[Start]

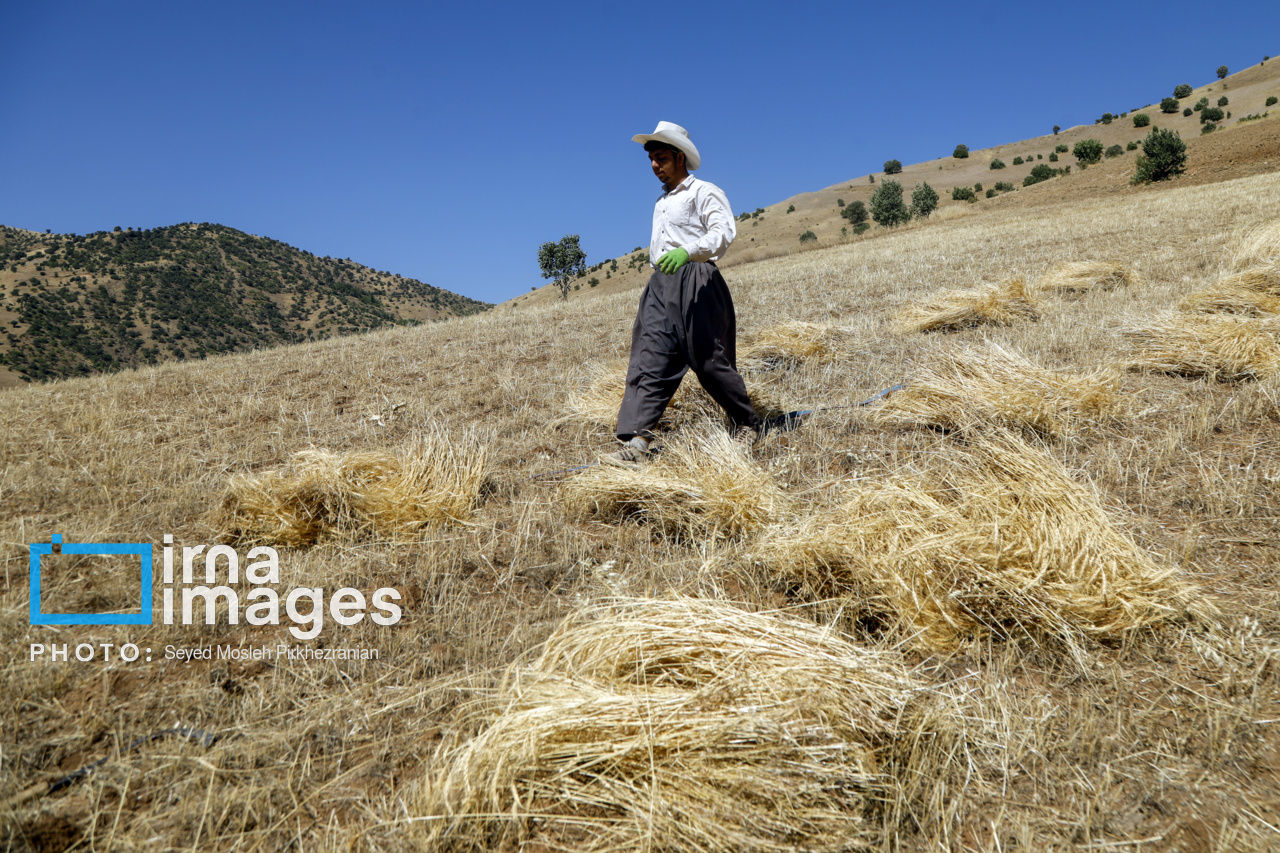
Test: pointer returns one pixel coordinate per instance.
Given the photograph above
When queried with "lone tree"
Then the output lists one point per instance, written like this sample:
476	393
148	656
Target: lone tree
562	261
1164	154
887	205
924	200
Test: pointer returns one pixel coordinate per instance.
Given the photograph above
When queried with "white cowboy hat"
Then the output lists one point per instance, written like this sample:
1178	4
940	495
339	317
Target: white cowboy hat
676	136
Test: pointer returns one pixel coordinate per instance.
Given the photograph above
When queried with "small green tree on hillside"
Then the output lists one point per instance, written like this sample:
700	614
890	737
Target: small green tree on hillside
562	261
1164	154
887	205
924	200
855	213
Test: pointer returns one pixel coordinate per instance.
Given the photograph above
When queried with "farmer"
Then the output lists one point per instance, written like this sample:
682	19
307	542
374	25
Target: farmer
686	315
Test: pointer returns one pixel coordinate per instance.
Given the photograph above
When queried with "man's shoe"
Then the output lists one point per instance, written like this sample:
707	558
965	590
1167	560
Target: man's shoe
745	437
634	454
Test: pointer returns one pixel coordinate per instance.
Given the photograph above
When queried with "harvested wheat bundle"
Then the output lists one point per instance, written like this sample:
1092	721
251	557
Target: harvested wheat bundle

[End]

- [What is being asked]: Each entry shown above must be quoted exactly, with its pictures left out.

- [Task solution]:
Test: pointer returns one pixel coordinate per instance.
Given the photograph above
When queried with "lone tree"
Then the output lists one point per instance, written like this sample:
476	393
148	656
Target: lone tree
562	261
1164	154
887	205
924	200
Test: pointer returns one pixel coordinate per instance.
Given the photograph above
When queried with "white cowboy hat"
Then the output lists one point per instance, written like this sample:
1178	4
940	495
339	317
Target: white cowboy hat
676	136
Test: pointer returns one pixel coordinate per instance.
Given the photograph above
When queried with "small green tree on hillside"
Then the output lists one point per instance, written like this sample:
700	614
890	737
Target: small green tree on hillside
562	261
1164	154
887	205
924	200
855	213
Test: pointer returns one pixel coordinate per instance.
Given the photograph above
When queried with "farmer"
Then the output lists one point per instance, written like this sample:
682	19
307	542
374	25
Target: farmer
686	315
Test: pointer returns one pixel coordinate per instance.
Given the photograph above
When queried with "man's shoe"
Then the output lists one point per instance, written like this sample:
707	558
965	590
1167	560
Target: man's shoe
745	437
634	454
Test: pointer returns one pixel coordinate per instance.
Given the photograph above
When queried with "harvested wheat bundle"
Then the output lists one point per instance, written like this sample:
1092	721
251	557
Target: harvested wheat bundle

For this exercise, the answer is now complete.